Could you turn the stretch of data from the line containing "every white badge" through the line containing "[205,129,245,154]" into a Markdown table with the columns Row and Line, numbering each line in order and leaving out any blank lines?
^^^^^^^^^^^^^^^^
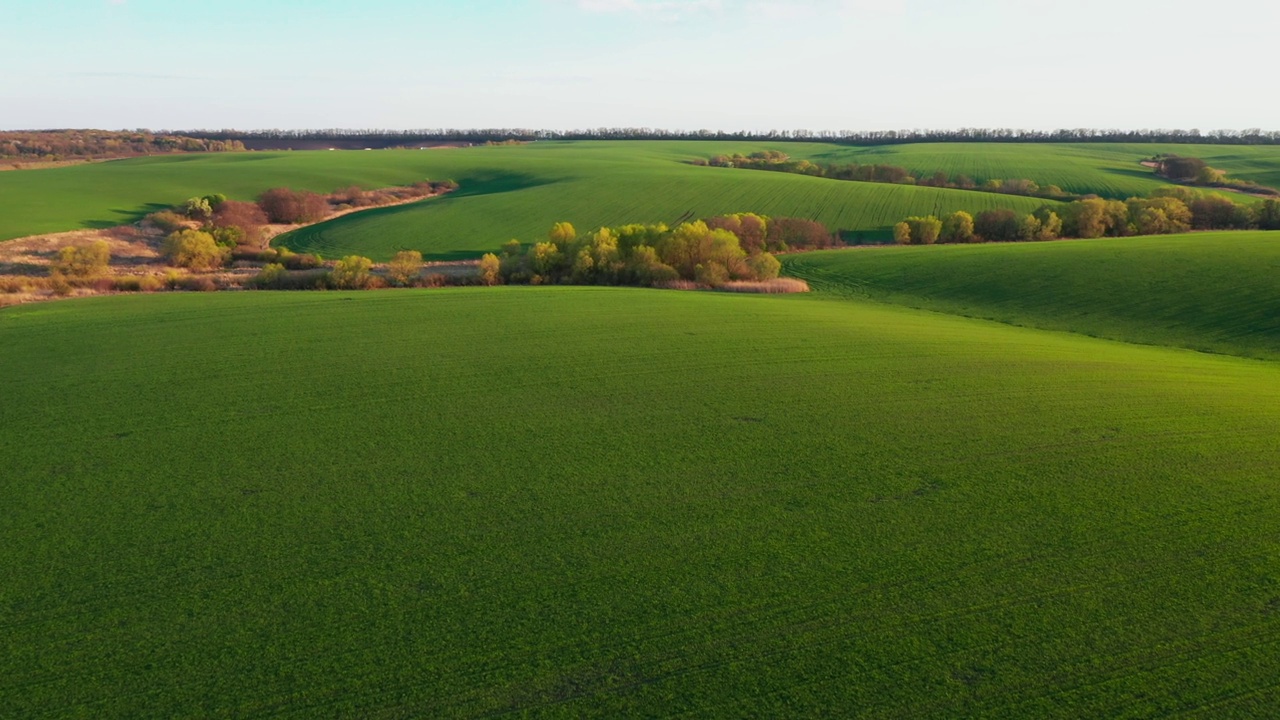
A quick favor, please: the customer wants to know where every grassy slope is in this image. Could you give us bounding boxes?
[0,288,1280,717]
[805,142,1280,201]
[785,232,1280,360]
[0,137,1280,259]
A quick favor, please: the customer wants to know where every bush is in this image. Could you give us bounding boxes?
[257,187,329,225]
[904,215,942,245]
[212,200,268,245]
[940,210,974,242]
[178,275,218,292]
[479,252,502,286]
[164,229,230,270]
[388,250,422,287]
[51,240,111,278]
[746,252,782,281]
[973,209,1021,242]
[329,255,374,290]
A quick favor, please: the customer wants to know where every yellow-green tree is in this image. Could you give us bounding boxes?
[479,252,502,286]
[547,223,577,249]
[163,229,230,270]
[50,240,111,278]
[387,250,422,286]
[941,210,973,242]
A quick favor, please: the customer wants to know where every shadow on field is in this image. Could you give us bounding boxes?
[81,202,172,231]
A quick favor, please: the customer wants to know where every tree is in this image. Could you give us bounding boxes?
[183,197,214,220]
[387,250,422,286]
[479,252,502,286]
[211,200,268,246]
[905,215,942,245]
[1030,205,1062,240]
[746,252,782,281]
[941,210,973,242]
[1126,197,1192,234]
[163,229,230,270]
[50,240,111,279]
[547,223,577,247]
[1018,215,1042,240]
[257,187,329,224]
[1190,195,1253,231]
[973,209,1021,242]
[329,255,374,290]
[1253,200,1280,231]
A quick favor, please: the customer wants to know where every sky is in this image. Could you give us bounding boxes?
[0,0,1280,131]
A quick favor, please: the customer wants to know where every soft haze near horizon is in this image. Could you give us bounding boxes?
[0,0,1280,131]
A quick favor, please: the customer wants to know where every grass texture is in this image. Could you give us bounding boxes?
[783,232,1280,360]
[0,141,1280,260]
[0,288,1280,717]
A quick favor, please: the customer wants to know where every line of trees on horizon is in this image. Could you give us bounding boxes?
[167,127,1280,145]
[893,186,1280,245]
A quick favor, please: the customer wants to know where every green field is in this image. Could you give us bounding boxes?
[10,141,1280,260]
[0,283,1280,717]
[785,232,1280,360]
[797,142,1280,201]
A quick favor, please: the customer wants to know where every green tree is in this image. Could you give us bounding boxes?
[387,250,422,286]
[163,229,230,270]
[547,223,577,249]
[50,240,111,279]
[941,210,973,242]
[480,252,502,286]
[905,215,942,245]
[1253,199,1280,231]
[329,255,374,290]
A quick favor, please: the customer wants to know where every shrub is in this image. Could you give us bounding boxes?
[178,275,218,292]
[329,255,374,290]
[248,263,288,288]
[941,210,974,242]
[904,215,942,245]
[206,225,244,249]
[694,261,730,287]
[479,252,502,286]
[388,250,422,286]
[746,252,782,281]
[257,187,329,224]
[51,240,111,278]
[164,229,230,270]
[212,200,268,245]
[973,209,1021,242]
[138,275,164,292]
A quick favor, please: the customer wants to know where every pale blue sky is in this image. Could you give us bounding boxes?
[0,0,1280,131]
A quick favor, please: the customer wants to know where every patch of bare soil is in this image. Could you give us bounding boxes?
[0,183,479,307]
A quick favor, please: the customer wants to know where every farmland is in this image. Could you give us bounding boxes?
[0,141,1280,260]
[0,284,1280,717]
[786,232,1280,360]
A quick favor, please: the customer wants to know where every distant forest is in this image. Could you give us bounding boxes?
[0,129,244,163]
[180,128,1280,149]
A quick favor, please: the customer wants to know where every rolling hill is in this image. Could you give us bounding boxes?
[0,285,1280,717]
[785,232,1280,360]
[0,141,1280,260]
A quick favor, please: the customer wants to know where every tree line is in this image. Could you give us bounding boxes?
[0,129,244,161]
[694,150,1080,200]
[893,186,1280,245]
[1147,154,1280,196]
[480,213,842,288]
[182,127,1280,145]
^^^^^^^^^^^^^^^^
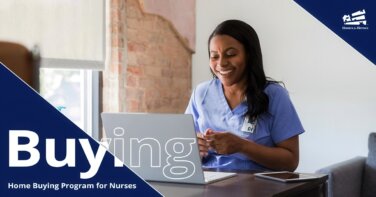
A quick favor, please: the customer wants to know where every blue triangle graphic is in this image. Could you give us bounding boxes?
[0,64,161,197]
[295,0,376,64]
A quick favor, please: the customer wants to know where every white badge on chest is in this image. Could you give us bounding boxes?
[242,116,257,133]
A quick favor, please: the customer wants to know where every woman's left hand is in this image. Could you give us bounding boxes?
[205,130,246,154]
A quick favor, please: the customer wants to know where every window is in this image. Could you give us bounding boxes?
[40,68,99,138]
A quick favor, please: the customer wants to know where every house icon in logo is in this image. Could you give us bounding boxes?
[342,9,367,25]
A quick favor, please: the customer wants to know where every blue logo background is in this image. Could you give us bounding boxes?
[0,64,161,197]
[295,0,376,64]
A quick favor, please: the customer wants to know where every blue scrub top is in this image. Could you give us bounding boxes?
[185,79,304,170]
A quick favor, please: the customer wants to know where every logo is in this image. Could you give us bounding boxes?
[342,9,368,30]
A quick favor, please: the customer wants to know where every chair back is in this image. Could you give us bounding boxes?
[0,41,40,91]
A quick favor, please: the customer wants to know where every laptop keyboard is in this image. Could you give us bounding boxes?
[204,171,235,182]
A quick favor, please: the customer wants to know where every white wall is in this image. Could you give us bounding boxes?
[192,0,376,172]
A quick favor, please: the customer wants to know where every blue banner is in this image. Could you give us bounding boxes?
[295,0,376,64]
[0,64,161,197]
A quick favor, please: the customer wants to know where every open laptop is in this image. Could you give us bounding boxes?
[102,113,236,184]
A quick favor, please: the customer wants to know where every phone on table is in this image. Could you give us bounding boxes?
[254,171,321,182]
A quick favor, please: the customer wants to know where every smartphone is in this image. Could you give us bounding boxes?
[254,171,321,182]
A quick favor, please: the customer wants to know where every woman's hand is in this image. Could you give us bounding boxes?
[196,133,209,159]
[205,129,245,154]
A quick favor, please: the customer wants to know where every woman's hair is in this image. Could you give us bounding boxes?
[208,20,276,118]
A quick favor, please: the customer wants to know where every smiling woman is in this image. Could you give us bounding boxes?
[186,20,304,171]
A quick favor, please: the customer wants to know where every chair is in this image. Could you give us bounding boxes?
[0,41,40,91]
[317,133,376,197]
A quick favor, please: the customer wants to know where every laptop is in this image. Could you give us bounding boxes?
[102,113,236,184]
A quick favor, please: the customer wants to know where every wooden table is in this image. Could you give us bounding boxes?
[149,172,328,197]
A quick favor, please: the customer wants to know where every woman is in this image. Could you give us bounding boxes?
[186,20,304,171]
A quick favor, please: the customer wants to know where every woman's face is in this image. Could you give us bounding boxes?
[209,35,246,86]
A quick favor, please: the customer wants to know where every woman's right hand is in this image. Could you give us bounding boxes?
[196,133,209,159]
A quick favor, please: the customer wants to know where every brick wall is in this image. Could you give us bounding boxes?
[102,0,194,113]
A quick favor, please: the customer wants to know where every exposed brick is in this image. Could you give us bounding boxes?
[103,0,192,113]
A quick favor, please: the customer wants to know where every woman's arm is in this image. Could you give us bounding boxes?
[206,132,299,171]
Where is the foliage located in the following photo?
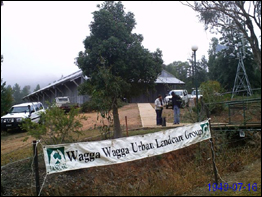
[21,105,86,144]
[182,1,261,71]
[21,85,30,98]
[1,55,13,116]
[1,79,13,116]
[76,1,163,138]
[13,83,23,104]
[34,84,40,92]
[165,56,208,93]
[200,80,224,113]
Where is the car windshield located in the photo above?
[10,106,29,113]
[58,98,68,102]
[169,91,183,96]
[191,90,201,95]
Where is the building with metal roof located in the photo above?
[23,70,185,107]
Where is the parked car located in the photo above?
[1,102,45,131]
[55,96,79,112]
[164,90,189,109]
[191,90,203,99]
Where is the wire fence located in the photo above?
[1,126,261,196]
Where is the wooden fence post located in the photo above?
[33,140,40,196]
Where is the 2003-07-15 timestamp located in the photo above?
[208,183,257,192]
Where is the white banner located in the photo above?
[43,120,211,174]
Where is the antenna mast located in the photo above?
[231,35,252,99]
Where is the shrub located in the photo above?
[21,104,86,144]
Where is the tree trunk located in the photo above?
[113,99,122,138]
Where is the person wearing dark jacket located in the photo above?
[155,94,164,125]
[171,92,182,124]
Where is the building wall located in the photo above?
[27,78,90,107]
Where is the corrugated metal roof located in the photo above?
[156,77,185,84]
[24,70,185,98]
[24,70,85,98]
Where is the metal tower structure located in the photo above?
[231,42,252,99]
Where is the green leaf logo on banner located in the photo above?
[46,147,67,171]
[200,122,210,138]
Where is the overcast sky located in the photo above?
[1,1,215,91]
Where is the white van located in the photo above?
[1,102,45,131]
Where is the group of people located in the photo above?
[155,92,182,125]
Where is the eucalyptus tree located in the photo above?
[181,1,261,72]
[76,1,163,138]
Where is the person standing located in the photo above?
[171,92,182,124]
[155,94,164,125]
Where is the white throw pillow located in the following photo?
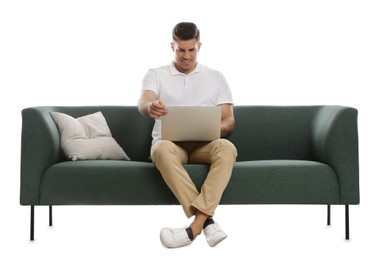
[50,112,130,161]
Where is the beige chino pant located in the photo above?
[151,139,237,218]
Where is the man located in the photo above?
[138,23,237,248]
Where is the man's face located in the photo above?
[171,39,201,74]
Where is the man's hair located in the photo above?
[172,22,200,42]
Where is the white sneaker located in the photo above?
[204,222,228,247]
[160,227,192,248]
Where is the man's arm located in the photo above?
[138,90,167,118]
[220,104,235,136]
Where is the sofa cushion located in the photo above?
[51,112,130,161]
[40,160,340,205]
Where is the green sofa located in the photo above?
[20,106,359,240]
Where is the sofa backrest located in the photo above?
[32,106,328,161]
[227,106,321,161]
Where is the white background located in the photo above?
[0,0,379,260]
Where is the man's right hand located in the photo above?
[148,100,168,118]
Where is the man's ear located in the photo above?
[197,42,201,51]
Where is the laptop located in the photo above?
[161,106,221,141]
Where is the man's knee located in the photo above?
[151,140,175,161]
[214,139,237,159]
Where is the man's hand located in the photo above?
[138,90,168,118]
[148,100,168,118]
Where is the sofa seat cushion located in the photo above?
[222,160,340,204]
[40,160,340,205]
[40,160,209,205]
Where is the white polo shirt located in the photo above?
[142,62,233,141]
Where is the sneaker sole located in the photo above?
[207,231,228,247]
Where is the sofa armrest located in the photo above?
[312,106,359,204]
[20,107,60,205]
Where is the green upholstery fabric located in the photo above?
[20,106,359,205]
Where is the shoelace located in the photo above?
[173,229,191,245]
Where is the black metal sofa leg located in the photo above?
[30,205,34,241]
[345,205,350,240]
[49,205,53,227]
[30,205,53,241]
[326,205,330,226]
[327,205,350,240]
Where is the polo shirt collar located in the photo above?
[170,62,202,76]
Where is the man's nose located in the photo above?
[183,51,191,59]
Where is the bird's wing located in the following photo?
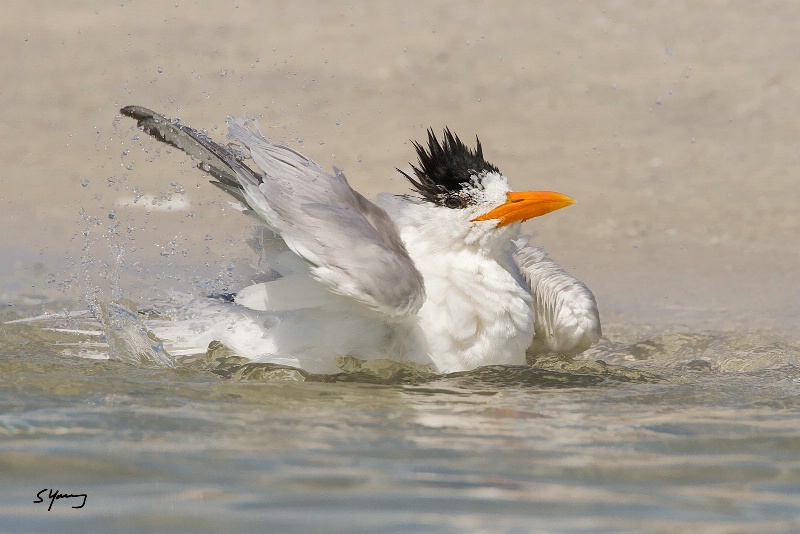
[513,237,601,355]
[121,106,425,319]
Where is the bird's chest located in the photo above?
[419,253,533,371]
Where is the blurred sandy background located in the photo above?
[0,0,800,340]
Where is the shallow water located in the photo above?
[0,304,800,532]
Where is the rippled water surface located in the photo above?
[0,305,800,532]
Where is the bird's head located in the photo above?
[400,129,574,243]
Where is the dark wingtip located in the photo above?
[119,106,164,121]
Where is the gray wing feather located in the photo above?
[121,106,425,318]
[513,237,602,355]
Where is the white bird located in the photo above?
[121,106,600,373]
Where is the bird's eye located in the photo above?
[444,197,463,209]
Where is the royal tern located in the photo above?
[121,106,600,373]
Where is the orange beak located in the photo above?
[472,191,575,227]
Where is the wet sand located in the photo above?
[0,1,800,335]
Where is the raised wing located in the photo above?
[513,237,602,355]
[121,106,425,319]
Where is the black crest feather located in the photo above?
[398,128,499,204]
^^^^^^^^^^^^^^^^
▶ _Answer to the problem_
| Row | Line |
|---|---|
| 1 | A quick favor, please: the customer wants to know where every white badge on chest is in this image. Could you give us bounding boxes? |
| 2 | [242,116,257,133] |
| 3 | A quick favor, please: the customer wants to know where every woman's left hand is in this image. Could you give us bounding boxes? |
| 4 | [205,130,246,154] |
| 5 | A quick favor, please: the customer wants to know where every window is in this image. Could you give us bounding boxes? |
| 6 | [40,68,99,138] |
| 7 | A quick favor, please: the customer wants to know where every house icon in logo is in this image. Could you give us bounding boxes? |
| 8 | [342,9,367,25] |
| 9 | A quick favor, please: the customer wants to know where every blue logo background is in this image. Could you give us bounding boxes? |
| 10 | [0,64,161,197] |
| 11 | [295,0,376,64] |
| 12 | A quick favor, please: the customer wants to know where every blue scrub top is in this image. Could you give us bounding boxes? |
| 13 | [185,79,304,170] |
| 14 | A quick favor, please: the customer wants to know where every logo is in this image. Could you give us bounding boxes? |
| 15 | [342,9,368,30] |
| 16 | A quick favor, please: the customer wants to know where every chair back is in this image. Could you give us bounding boxes? |
| 17 | [0,41,40,91] |
| 18 | A quick favor, please: the customer wants to know where every laptop keyboard is in this image. Could you give us bounding boxes? |
| 19 | [204,171,235,182] |
| 20 | A quick favor, please: the customer wants to know where every white wall is in this image. Could you give us bounding boxes? |
| 21 | [192,0,376,172] |
| 22 | A quick favor, please: the customer wants to know where every blue banner is in this image. Could you give us bounding boxes? |
| 23 | [295,0,376,64] |
| 24 | [0,64,161,197] |
| 25 | A quick favor, please: the customer wants to know where every open laptop is in this image. Could you give us bounding boxes? |
| 26 | [102,113,236,184] |
| 27 | A quick favor, please: the customer wants to know where every phone on table is in this image. Could you give us bounding boxes? |
| 28 | [254,171,321,182] |
| 29 | A quick favor, please: the customer wants to know where every smartphone is in this image. Could you give us bounding boxes? |
| 30 | [254,171,321,182] |
| 31 | A quick favor, please: the customer wants to know where every woman's hand is in this image. Could you give us bounding boxes? |
| 32 | [196,133,209,159] |
| 33 | [205,129,245,154] |